OBJECTIVE =
Look for "the green wooden" in the records below, then copy that line and every line after it, exactly and with nothing added.

━━━━━━━━━━━━━━━━

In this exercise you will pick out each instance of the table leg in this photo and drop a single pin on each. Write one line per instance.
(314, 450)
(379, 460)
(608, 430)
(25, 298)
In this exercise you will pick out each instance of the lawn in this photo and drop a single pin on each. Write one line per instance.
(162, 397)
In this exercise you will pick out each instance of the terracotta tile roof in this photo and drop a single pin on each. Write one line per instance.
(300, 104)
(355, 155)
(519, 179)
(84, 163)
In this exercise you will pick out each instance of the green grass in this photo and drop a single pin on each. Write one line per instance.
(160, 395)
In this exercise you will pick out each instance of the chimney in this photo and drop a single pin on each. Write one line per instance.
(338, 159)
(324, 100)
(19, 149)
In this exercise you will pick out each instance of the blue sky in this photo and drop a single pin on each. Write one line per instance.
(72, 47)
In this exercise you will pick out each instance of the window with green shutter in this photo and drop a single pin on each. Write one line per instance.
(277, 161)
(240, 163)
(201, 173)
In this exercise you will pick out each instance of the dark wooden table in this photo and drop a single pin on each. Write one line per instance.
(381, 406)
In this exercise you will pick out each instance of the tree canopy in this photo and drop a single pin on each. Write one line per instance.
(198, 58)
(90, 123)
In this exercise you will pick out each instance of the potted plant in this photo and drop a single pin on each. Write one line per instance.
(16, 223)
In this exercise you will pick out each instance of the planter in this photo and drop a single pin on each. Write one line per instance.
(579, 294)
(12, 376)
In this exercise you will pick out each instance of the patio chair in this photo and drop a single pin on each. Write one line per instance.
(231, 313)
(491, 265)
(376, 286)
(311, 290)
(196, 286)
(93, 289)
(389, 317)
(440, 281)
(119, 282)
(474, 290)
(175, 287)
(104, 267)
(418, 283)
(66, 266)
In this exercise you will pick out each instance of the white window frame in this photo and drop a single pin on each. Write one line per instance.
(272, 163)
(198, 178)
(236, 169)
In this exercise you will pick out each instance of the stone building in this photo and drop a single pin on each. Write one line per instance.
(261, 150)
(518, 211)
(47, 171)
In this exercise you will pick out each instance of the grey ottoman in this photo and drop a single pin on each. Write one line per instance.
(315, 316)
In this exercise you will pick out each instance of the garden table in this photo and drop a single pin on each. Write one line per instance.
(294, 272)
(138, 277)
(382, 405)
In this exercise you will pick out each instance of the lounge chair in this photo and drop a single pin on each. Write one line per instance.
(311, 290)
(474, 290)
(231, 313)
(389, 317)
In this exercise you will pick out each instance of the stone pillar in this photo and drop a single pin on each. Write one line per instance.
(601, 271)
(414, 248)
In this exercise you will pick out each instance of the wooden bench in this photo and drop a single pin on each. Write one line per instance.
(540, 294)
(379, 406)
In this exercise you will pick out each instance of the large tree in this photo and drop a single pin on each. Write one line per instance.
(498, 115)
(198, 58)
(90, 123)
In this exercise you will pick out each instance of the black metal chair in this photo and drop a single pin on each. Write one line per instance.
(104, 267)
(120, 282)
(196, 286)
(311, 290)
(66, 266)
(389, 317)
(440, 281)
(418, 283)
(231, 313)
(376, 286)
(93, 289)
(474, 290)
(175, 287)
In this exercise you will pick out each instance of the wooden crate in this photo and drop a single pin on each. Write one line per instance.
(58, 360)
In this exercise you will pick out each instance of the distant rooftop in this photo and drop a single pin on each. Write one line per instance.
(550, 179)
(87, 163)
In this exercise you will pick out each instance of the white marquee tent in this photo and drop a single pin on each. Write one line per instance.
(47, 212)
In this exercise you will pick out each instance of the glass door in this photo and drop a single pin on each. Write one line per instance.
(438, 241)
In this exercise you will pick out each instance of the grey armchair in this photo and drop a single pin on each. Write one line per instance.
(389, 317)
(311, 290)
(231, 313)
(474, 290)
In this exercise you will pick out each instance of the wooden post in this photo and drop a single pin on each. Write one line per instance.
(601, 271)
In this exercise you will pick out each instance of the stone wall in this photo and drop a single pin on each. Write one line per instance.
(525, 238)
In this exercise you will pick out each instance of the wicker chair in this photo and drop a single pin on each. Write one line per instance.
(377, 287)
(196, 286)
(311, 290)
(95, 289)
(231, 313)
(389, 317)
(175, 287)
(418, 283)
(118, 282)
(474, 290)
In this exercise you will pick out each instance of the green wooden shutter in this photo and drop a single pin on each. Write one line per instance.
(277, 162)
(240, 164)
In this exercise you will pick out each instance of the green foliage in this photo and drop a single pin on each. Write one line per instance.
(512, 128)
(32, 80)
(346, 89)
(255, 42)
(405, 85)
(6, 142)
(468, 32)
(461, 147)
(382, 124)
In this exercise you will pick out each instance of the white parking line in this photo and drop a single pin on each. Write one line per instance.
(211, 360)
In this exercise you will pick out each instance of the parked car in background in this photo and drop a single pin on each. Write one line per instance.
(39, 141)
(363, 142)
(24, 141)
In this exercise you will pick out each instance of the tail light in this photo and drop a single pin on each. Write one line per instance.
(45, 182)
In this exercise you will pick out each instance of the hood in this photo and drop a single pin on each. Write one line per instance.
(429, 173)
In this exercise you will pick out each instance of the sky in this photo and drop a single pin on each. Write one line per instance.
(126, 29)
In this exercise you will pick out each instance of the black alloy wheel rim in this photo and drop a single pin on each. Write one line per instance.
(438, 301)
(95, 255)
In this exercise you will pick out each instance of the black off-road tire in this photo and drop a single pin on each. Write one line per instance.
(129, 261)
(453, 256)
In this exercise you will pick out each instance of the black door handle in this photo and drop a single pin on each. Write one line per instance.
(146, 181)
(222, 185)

━━━━━━━━━━━━━━━━

ANSWER BELOW =
In this exercise you will pick out each instance of the green wooden shutter in this photo and drop a single pin on each. Write one line per instance.
(277, 162)
(240, 164)
In this exercise you will pick out each instance of the green foliage in this photo and drop a single pin on each. Write one line per instance.
(512, 128)
(32, 80)
(346, 89)
(255, 42)
(405, 85)
(6, 142)
(468, 32)
(461, 147)
(382, 124)
In this exercise you will pick out each instance of the white parking line in this photo and drop a single pin on each. Write one line per instance.
(211, 360)
In this exercise you will pick out each instance of the parked car in background in this photo and drop a single pin on each. Write one line per instance.
(39, 141)
(363, 142)
(24, 141)
In this exercise you will pick out each instance of the tail light in this photo and drop a single pin on each. Write one line per instance.
(45, 182)
In this exercise you will pick out each instance of the hood in this photo and drop a single pin on each. Write one line per instance.
(429, 173)
In this exercise you will pick out each instance of the sky in this photo and drop a single pin on each. Write one line per instance.
(126, 29)
In this exercise you will pick out each instance of the black alloy wheel rim in this photo and drop a single pin on each. Write one line per instance.
(438, 301)
(95, 255)
In this exercise you will pick out each instance of the black off-road tire in this photo and drop a single pin on each. Write one line per instance.
(129, 261)
(453, 256)
In this exercise you will pick out each instance of the black door handle in this photo and drop a single pin on each. Write one line per instance.
(146, 181)
(222, 185)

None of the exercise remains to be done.